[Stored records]
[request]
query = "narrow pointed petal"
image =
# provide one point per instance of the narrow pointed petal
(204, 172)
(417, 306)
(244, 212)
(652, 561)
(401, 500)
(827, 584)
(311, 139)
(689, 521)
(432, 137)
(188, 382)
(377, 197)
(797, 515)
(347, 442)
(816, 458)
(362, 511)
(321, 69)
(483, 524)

_WRITTEN INSTRUCTION_:
Can you reproduce all the material exactly?

_TASK OUTPUT_:
[request]
query = "narrow pointed petal"
image =
# provide one point per instance of the narrow pointed petal
(204, 172)
(417, 306)
(244, 212)
(652, 561)
(401, 500)
(827, 584)
(311, 139)
(689, 521)
(432, 137)
(188, 382)
(377, 197)
(797, 515)
(347, 442)
(816, 458)
(362, 511)
(321, 69)
(483, 524)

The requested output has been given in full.